### Job
Rewrite the records with every "wood beam" replaced by "timber beam" and nothing else changed. Leave the pictures out.

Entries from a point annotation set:
────────────────
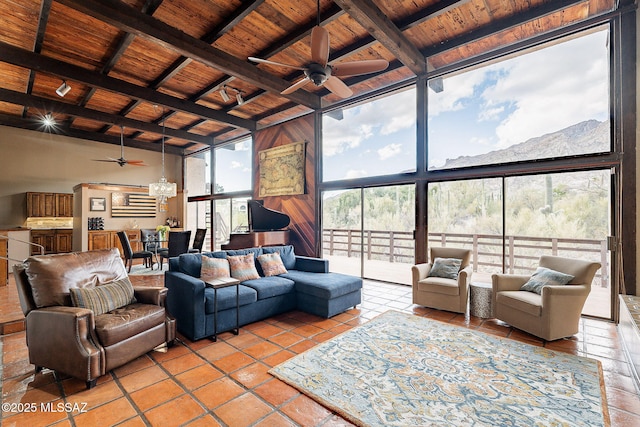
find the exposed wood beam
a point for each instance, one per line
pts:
(65, 130)
(128, 19)
(77, 111)
(503, 24)
(24, 58)
(367, 14)
(43, 19)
────────────────
### Problem solution
find the exposed timber beam
a point for each instance, one per line
pts:
(65, 130)
(128, 19)
(77, 111)
(503, 24)
(24, 58)
(367, 14)
(43, 19)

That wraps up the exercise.